Start of DATA

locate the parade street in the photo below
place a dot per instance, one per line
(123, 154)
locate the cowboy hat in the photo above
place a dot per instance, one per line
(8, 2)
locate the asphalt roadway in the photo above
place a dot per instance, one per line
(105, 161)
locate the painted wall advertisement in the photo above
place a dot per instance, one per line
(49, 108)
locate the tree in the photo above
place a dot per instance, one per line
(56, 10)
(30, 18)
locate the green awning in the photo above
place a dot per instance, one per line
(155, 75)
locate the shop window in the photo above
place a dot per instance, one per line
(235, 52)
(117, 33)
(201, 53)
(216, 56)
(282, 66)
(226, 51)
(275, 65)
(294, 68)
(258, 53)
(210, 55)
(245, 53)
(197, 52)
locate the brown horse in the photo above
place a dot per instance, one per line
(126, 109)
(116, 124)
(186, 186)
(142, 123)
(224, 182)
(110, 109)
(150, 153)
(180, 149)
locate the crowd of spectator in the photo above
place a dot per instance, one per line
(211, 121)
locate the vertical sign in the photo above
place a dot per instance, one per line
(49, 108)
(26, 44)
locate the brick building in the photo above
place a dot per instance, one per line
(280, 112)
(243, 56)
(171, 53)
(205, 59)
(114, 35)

End of DATA

## DIRECTIONS
Your answer must be every record above, repeated exactly.

## RESPONSE AREA
locate the parade street in the photo below
place a dot per instance, one per line
(123, 154)
locate the cowboy hat in the photo above
place a dot per instance, one per line
(8, 2)
locate the asphalt roadway in the photo above
place a dot per instance, one per line
(105, 161)
locate the painted wall advertisement in the photo above
place a dot per instance, one per line
(49, 108)
locate the tree in the photo above
place a dot per instance, one per line
(56, 10)
(30, 18)
locate the green awning in the photo above
place a dot per instance, one per line
(155, 75)
locate the shop window in the photo above
place a dot per instance, one per line
(235, 52)
(117, 33)
(201, 53)
(216, 56)
(282, 66)
(226, 51)
(275, 65)
(294, 68)
(258, 53)
(210, 55)
(245, 53)
(197, 52)
locate the brown horse in the photo above
place a dot per instance, one per line
(126, 109)
(116, 124)
(186, 186)
(142, 123)
(224, 182)
(110, 109)
(150, 153)
(180, 149)
locate the crowd of spectator in the photo above
place a dot per instance, one per line
(211, 121)
locate the vertical sign in the photo above
place a dot per instance, one per line
(49, 108)
(26, 44)
locate the brick building in the photo above
place a dot per instance, one per line
(280, 112)
(243, 56)
(171, 53)
(205, 59)
(114, 35)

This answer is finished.